# START OF Source material

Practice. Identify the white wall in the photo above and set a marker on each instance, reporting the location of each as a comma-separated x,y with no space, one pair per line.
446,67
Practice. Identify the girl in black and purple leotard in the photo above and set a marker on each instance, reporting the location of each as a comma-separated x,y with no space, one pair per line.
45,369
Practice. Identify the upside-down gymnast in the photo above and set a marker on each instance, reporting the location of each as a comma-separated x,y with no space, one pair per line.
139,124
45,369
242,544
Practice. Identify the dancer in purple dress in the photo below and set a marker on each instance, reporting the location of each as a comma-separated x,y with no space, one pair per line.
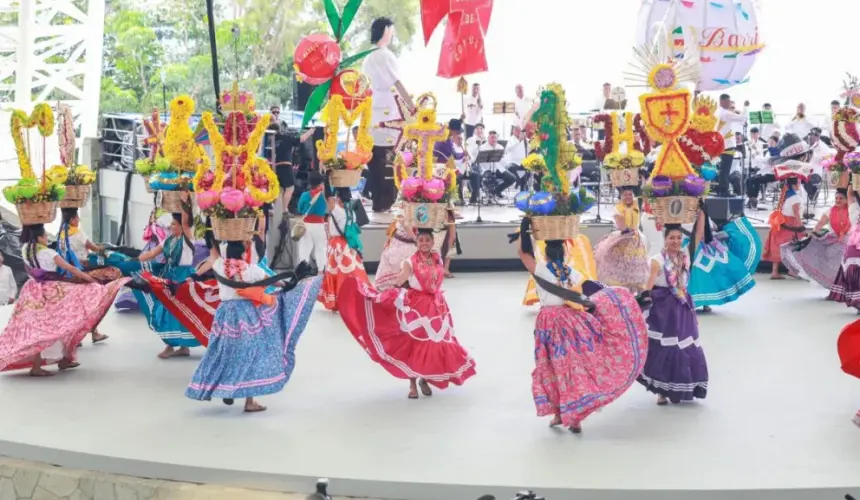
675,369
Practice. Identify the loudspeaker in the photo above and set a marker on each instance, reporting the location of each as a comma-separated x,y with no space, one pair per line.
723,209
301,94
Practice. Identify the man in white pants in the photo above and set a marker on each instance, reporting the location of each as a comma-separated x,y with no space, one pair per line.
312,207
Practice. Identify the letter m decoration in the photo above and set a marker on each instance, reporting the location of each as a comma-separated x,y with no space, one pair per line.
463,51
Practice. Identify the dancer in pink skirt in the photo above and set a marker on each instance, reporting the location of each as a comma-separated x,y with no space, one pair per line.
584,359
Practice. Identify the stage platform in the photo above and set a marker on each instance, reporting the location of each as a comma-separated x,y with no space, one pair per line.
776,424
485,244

# END OF Source material
# START OF Source material

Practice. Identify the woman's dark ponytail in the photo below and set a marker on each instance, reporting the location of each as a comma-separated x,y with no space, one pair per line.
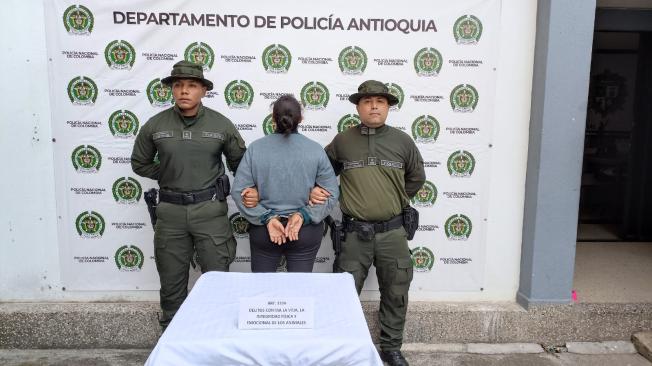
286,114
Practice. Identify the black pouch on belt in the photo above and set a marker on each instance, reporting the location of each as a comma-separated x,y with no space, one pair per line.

# END OF Source material

» **Work to complete**
Pick out each line in the rows above that contains the word "dancer" and copy those lines.

» **Exercise answer**
Practice. Identify the dancer in purple dress in the photo below and set a marker on each instance, reporting the location of each as a comma-separated x,y with no space, one pair per line.
Practice. Identify the dancer in pink skirt in the photo above and set a marker on each instance, reporting the location of each as a comma-separated x,y with no space, one pair per line.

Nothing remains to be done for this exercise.